Image point grounding data
──────────────────────────────
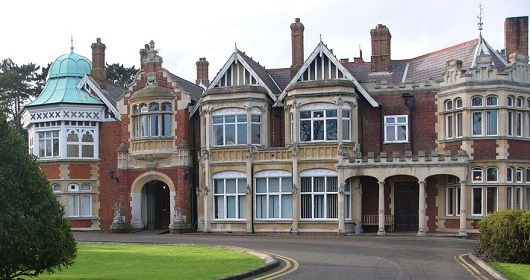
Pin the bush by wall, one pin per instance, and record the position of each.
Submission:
(505, 237)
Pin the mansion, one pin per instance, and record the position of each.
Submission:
(428, 144)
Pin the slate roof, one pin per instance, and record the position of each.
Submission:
(194, 90)
(262, 73)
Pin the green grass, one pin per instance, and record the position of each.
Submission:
(141, 261)
(513, 271)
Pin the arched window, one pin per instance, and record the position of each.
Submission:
(152, 120)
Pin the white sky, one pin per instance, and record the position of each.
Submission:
(39, 31)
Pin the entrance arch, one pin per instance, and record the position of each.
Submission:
(152, 201)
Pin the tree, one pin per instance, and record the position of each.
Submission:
(18, 84)
(120, 75)
(35, 237)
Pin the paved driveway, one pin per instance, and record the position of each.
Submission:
(335, 257)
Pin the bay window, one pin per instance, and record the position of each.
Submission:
(274, 195)
(319, 194)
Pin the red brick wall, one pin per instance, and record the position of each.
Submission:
(110, 191)
(431, 210)
(516, 35)
(277, 127)
(484, 149)
(519, 149)
(52, 170)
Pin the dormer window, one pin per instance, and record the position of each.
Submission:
(232, 127)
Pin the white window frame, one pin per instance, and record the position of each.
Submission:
(329, 115)
(223, 199)
(396, 125)
(272, 203)
(452, 201)
(322, 203)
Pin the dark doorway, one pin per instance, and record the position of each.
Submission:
(158, 206)
(406, 206)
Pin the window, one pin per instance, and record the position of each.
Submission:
(80, 143)
(274, 195)
(491, 175)
(452, 201)
(484, 200)
(396, 129)
(514, 198)
(319, 194)
(48, 143)
(491, 123)
(519, 175)
(79, 200)
(509, 174)
(230, 195)
(230, 127)
(453, 120)
(476, 175)
(152, 120)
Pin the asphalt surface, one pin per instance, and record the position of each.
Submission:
(335, 257)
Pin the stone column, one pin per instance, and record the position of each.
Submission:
(421, 209)
(381, 230)
(463, 210)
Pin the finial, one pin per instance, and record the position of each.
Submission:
(480, 20)
(71, 43)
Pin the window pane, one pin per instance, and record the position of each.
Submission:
(318, 130)
(274, 184)
(477, 123)
(331, 129)
(287, 206)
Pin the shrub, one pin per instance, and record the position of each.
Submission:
(505, 237)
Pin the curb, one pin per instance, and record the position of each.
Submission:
(270, 263)
(487, 267)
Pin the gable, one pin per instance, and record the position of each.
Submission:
(240, 70)
(323, 65)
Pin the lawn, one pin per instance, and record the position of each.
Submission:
(142, 261)
(513, 271)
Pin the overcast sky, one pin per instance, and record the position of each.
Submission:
(183, 31)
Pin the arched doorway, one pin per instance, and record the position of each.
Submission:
(157, 205)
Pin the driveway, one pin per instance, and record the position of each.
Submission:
(334, 257)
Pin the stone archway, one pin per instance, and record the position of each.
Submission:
(152, 201)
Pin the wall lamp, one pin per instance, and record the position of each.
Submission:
(111, 174)
(409, 100)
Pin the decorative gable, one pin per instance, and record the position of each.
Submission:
(241, 70)
(323, 65)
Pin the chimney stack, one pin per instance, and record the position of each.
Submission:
(297, 41)
(202, 72)
(380, 48)
(516, 35)
(98, 71)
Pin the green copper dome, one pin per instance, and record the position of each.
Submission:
(61, 86)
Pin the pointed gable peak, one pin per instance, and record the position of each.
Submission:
(242, 70)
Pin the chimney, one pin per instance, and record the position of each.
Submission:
(516, 35)
(151, 62)
(202, 72)
(380, 48)
(297, 41)
(98, 71)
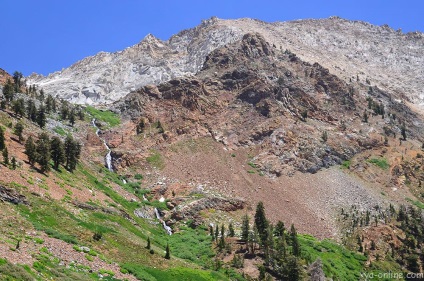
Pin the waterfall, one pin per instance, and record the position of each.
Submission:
(167, 228)
(108, 157)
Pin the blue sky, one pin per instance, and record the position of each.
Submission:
(44, 36)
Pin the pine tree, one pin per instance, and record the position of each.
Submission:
(49, 104)
(148, 243)
(279, 229)
(41, 116)
(43, 152)
(167, 253)
(31, 111)
(261, 222)
(222, 238)
(403, 131)
(64, 110)
(72, 117)
(57, 152)
(5, 156)
(72, 153)
(2, 143)
(30, 150)
(18, 107)
(216, 233)
(294, 241)
(211, 232)
(8, 90)
(245, 228)
(13, 163)
(231, 230)
(18, 130)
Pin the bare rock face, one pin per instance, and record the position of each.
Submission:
(389, 59)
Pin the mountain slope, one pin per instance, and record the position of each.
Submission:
(351, 49)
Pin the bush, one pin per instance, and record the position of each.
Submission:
(138, 176)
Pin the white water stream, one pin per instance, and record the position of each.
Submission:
(108, 157)
(167, 228)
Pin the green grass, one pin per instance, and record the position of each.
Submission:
(60, 131)
(346, 164)
(156, 160)
(338, 262)
(104, 116)
(379, 162)
(416, 203)
(172, 274)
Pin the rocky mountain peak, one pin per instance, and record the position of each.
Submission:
(389, 59)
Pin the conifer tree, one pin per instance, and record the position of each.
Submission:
(31, 111)
(5, 156)
(245, 228)
(294, 241)
(72, 117)
(18, 107)
(13, 163)
(41, 116)
(30, 150)
(43, 151)
(2, 142)
(57, 152)
(148, 243)
(72, 153)
(8, 90)
(167, 252)
(18, 130)
(231, 230)
(261, 222)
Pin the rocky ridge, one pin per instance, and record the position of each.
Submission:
(354, 50)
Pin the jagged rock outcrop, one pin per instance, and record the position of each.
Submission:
(12, 196)
(352, 50)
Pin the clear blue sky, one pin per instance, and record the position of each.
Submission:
(44, 36)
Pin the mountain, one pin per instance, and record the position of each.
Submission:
(249, 161)
(389, 59)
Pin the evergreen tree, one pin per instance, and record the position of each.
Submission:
(43, 151)
(279, 229)
(18, 107)
(216, 233)
(64, 110)
(17, 78)
(148, 243)
(245, 228)
(2, 142)
(261, 222)
(72, 117)
(13, 163)
(57, 152)
(72, 153)
(5, 156)
(30, 150)
(231, 230)
(211, 232)
(49, 104)
(18, 130)
(294, 241)
(81, 114)
(8, 90)
(31, 111)
(41, 96)
(167, 252)
(222, 238)
(41, 116)
(403, 131)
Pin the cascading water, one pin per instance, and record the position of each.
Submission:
(167, 228)
(108, 157)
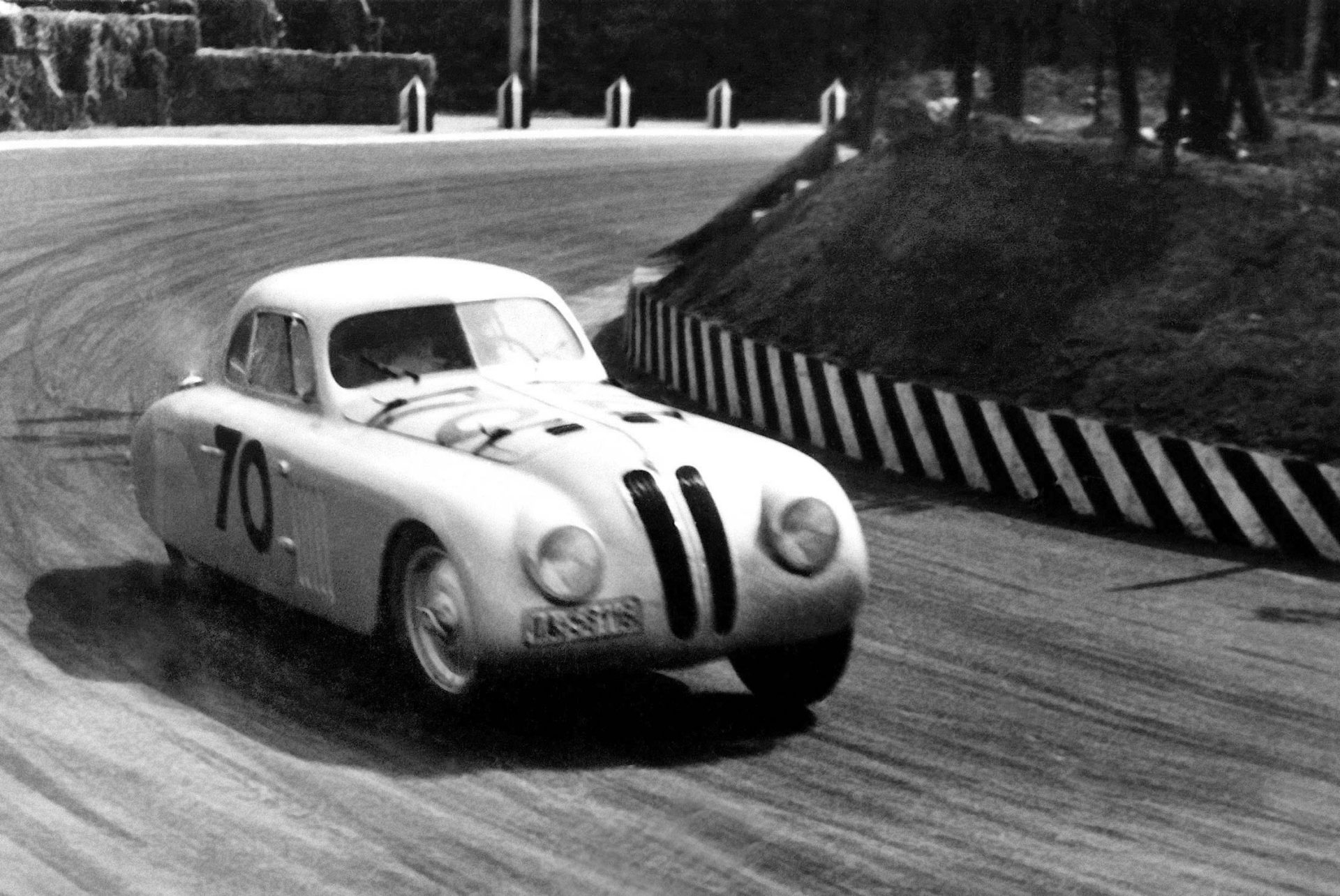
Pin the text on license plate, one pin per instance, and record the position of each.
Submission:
(588, 622)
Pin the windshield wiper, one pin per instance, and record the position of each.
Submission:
(493, 435)
(387, 368)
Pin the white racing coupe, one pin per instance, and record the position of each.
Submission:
(429, 451)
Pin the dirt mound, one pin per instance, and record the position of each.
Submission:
(1050, 272)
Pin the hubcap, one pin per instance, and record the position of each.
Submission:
(436, 615)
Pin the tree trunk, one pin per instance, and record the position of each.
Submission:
(1312, 75)
(875, 61)
(962, 39)
(1200, 82)
(1245, 87)
(1127, 75)
(1099, 90)
(1008, 64)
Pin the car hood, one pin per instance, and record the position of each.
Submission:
(521, 424)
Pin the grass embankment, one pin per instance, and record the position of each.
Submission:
(1044, 271)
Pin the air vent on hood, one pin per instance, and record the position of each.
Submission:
(668, 549)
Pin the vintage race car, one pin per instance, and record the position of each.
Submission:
(428, 450)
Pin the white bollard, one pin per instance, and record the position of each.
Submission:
(720, 114)
(833, 103)
(512, 105)
(618, 105)
(415, 114)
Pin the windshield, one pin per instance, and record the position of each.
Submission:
(413, 342)
(505, 331)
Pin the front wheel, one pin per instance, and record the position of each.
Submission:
(429, 620)
(795, 674)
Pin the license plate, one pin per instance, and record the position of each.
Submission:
(597, 620)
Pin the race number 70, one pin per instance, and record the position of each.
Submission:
(252, 457)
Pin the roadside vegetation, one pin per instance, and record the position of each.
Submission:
(1034, 265)
(1152, 247)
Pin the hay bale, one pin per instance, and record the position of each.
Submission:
(365, 107)
(240, 23)
(382, 71)
(30, 97)
(285, 107)
(24, 31)
(298, 70)
(220, 71)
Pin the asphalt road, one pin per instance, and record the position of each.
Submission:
(1031, 709)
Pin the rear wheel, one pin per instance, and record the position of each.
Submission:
(186, 575)
(795, 674)
(429, 620)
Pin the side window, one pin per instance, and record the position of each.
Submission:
(239, 350)
(272, 364)
(304, 367)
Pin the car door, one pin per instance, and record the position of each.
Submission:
(248, 438)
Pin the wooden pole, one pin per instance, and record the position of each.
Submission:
(516, 43)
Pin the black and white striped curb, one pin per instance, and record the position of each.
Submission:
(1056, 461)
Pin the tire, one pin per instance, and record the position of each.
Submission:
(795, 674)
(185, 575)
(432, 641)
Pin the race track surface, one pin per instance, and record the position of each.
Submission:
(1031, 709)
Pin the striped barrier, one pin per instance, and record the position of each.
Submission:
(1054, 461)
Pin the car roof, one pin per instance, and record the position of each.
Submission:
(332, 291)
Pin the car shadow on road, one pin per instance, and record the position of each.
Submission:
(307, 687)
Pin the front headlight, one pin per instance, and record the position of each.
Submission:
(804, 536)
(569, 564)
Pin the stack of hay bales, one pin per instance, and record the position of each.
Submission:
(64, 70)
(295, 86)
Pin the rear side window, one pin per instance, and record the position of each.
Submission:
(272, 352)
(401, 342)
(239, 350)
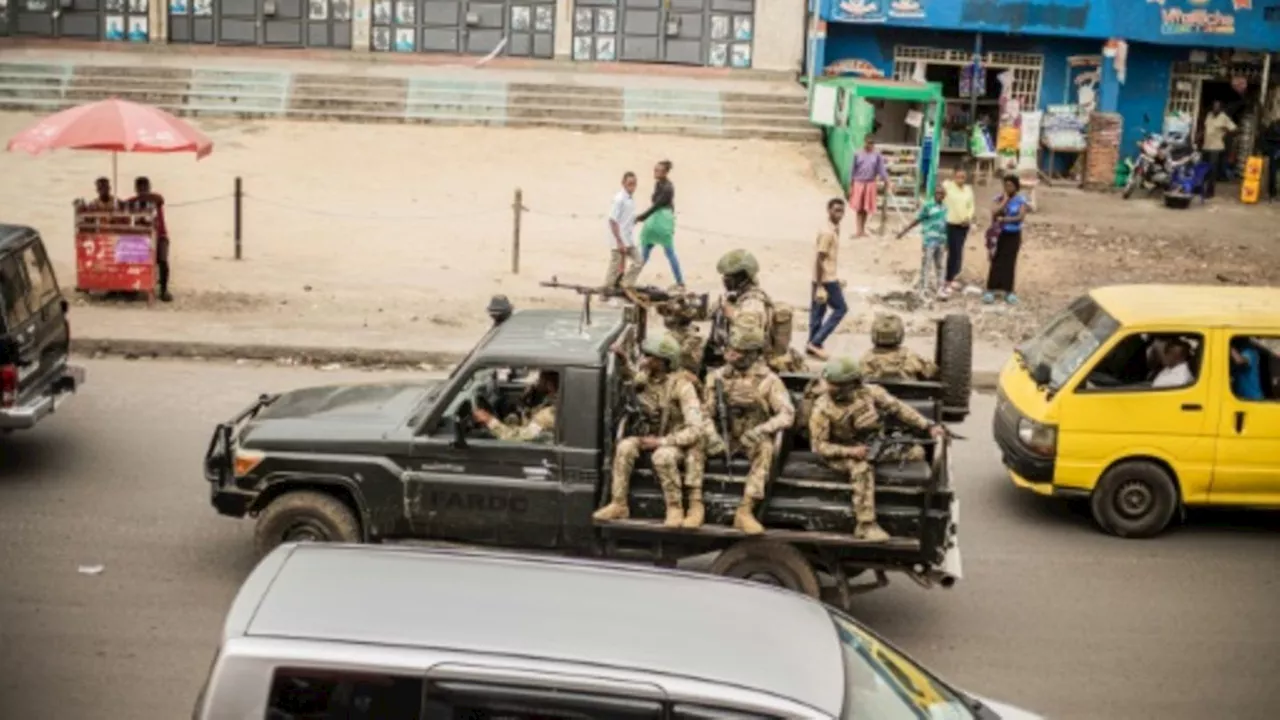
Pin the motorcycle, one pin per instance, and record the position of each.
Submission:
(1148, 171)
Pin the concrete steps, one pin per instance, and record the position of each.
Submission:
(419, 100)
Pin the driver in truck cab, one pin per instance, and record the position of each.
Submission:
(540, 425)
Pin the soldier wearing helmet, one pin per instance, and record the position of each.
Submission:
(670, 425)
(890, 359)
(842, 422)
(744, 301)
(757, 405)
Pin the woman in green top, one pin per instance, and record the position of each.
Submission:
(659, 220)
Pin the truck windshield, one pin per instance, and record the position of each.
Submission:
(880, 683)
(1066, 341)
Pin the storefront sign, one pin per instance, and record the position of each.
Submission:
(906, 9)
(1176, 21)
(860, 10)
(853, 67)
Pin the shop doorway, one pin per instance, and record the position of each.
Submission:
(952, 69)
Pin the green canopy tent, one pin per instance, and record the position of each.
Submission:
(846, 108)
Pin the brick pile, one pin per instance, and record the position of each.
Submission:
(1102, 149)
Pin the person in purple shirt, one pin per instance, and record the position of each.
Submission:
(867, 171)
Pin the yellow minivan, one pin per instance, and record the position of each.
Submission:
(1147, 400)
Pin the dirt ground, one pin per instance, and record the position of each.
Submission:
(398, 228)
(397, 235)
(1079, 240)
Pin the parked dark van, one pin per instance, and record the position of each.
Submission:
(35, 336)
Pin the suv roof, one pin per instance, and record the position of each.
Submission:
(533, 337)
(12, 236)
(661, 621)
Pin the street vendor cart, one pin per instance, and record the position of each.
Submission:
(115, 251)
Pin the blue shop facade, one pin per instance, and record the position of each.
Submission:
(1142, 59)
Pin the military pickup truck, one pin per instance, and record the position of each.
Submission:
(402, 460)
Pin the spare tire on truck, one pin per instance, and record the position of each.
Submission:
(954, 355)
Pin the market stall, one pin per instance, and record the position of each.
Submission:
(904, 119)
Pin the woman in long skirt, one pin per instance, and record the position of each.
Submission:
(659, 220)
(1009, 212)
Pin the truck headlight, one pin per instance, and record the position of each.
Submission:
(245, 461)
(1041, 440)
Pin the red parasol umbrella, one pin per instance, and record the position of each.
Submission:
(117, 126)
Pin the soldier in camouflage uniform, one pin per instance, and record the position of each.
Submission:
(844, 420)
(677, 317)
(758, 406)
(540, 425)
(890, 359)
(672, 422)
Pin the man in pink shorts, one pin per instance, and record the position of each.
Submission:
(868, 169)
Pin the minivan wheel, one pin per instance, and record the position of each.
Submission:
(769, 563)
(1134, 500)
(305, 516)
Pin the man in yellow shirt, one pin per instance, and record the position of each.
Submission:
(960, 213)
(1217, 126)
(826, 283)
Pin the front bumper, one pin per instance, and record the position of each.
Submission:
(26, 415)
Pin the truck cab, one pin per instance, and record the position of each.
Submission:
(387, 461)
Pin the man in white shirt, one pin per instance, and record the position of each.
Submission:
(1176, 372)
(625, 261)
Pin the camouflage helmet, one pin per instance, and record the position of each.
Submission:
(887, 329)
(746, 337)
(663, 346)
(737, 261)
(842, 370)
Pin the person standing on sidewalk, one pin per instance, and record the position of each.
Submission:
(659, 220)
(146, 200)
(869, 168)
(960, 214)
(1217, 126)
(625, 260)
(827, 292)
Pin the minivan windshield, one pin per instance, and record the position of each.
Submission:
(880, 683)
(1068, 340)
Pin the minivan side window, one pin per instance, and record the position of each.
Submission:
(321, 695)
(1148, 363)
(1255, 368)
(13, 291)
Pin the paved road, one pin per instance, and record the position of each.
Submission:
(1051, 615)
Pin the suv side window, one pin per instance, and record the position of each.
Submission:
(40, 277)
(323, 695)
(13, 291)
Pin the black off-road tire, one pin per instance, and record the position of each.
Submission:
(955, 364)
(1134, 500)
(301, 516)
(769, 557)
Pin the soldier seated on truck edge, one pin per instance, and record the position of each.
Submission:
(890, 359)
(748, 402)
(841, 423)
(540, 425)
(668, 424)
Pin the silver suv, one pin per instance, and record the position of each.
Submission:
(405, 633)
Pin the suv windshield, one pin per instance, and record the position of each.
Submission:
(1068, 341)
(880, 683)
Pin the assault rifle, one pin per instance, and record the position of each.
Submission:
(640, 299)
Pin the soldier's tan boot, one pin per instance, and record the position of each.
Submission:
(871, 532)
(675, 511)
(696, 513)
(615, 510)
(745, 520)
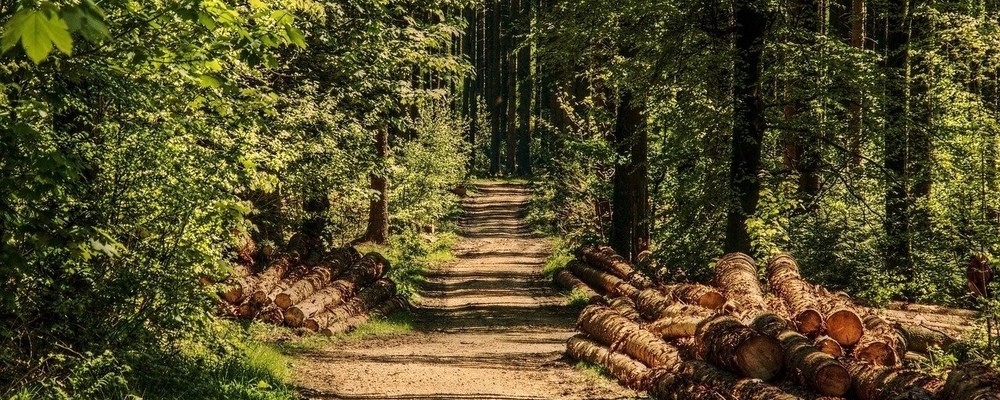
──────────────────────────────
REQUIRED WORK: Scan the records for the word "white" and copy every line where it is found.

RESULT OF THE EXERCISE:
Pin the white sky, one pin per instance, and record the position of each.
Pin the white window frame, one pin per instance, and record the position of each.
Pin the white water stream, one pin per instance, and record the position of each.
Pin the white racing coupe, one pin per instance, and record the position of each.
Pin the white bollard, one pin per instance, and record the position of each.
Pin the black and white striped curb, one pin per instance, and record the position of each.
Pin the man in white shirt, one pin per instance, and record the position of each.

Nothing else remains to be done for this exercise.